▶ Natural language region descriptions:
<<<<

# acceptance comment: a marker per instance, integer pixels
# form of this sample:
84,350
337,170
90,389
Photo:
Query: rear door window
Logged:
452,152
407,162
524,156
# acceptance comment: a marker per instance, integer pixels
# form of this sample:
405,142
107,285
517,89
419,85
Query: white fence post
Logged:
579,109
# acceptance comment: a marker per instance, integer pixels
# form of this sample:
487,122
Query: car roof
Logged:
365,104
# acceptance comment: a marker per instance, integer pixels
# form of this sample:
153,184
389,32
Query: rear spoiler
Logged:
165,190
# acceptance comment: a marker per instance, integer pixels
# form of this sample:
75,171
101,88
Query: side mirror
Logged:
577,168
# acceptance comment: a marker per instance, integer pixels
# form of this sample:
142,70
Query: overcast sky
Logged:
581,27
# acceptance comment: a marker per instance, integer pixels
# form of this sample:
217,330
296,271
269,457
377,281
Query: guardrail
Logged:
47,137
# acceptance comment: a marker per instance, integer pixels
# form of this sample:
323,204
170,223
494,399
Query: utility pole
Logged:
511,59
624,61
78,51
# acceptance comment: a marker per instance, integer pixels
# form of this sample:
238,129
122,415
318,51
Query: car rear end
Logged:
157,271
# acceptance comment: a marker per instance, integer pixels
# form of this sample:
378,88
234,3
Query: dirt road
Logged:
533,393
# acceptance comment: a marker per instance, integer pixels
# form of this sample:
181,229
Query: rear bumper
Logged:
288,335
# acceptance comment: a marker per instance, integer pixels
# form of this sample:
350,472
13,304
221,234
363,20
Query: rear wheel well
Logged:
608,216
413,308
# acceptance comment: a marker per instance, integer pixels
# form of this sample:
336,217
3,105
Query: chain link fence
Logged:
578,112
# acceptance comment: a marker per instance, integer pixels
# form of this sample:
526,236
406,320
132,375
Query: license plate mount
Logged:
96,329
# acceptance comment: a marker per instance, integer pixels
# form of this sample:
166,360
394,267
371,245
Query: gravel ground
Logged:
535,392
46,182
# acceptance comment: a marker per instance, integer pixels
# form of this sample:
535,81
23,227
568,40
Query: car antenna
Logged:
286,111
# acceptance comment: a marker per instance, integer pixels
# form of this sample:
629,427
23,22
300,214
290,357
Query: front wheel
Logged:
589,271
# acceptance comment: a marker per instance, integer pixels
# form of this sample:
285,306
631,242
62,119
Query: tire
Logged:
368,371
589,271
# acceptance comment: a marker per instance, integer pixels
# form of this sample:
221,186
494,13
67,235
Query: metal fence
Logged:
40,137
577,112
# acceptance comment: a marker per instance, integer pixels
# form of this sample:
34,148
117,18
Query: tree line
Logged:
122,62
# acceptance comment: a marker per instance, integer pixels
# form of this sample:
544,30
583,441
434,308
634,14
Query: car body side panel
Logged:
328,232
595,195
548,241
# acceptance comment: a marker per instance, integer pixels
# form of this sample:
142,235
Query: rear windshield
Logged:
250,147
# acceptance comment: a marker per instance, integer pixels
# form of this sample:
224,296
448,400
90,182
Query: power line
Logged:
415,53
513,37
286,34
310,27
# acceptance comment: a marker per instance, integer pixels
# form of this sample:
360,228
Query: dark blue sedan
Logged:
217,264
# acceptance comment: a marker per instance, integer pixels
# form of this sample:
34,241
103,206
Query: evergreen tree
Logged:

>>>>

▶ Work task: Copy all the entries verbatim.

▶ Result of the task:
# acceptance comment: a marker per instance, integer pixels
# form of this sample:
84,350
337,170
90,389
Photo:
Query: rear door window
Logged:
452,152
407,162
524,156
# acceptance comment: a marker per instance, integer pixels
# form of this sample:
405,142
107,285
517,89
419,85
Query: white fence post
Logged:
579,109
# acceptance comment: a marker per instance, integer pixels
# form of this sample:
487,122
Query: car roof
Logged:
365,104
# acceptance comment: a marker per instance, integer pixels
# form of this sample:
153,184
389,32
Query: rear spoiler
Logged:
165,190
# acceptance comment: a marker per instance, integer pixels
# form of this sample:
75,171
101,88
Query: side mirror
Logged:
577,168
# acceptance comment: a marker per instance, integer pixels
# form of this sample:
142,70
Query: overcast sky
Logged:
581,27
# acceptance comment: a marker per instance, integer pixels
# form of this sample:
217,330
296,271
269,457
377,281
Query: guardrail
Logged:
47,137
# acceptance comment: a marker per instance, integer pixels
# form of this sample:
323,204
170,223
494,399
Query: utility pole
Logged:
511,59
624,61
78,51
# acceptance comment: a marker per instance, integer pixels
# form of this sample:
238,129
122,415
318,51
Query: car rear end
Logged:
157,271
# acceptance comment: a marker per instance, integer pixels
# form of this sample:
378,88
234,3
Query: dirt road
Logged:
533,393
# acceptance comment: a marker per instance, integer pixels
# form of this sample:
181,229
Query: rear bumper
Logged:
288,335
# acceptance comment: a marker per instance, integer pixels
# form of this sample:
350,472
13,304
221,234
363,20
Query: rear wheel well
Logged:
608,216
413,308
# acceptance comment: a marker per instance, integer pixels
# form of this sample:
336,217
3,105
Query: chain link fence
Logged:
578,112
# acceptance comment: a marker per instance, integer pixels
# form of this sample:
526,236
406,320
132,375
Query: license plate mount
Logged:
96,329
# acceptance comment: a marker per instance, integer pixels
# form of this sample:
166,360
394,267
371,245
Query: gravel ground
Logged:
535,392
46,182
# acceptance comment: a marker per instance, integer pixels
# form of this sample:
535,81
23,227
568,40
Query: car antenna
Logged:
286,111
# acceptance comment: a marker per instance, integer pixels
# form of this sample:
629,427
23,22
300,214
290,357
Query: front wheel
Logged:
589,271
# acceptance comment: a marker per instance, integer pixels
# form of this sample:
285,306
631,242
62,119
Query: tire
Logged:
368,371
589,271
# acceptance comment: a marker per instance, integer pixels
# form of this sample:
221,186
494,13
67,235
Query: metal fence
Logged:
40,137
577,112
# acceptance comment: a marker per instance, integer pixels
# form of this sample:
34,148
117,18
Query: tree line
Logged:
122,62
# acceptance comment: a marker per instance, integer pixels
# form of this sample:
544,30
583,441
434,308
634,14
Query: car body side panel
Logged:
328,232
595,195
548,241
# acceptance comment: a marker per instance, integer pixels
# form of this sample:
142,235
Query: rear windshield
Logged:
250,147
# acceptance comment: a marker per instance, integer pixels
# form of this sample:
224,296
448,400
90,182
Query: power line
Logged:
415,53
513,37
286,34
310,27
# acceptance comment: a marker per instance, integer pixels
# form of this sample:
360,228
Query: dark blue sedan
Logged:
217,264
# acceptance comment: a marker per instance, integer pixels
# form of this sample:
34,241
103,206
Query: evergreen tree
Logged:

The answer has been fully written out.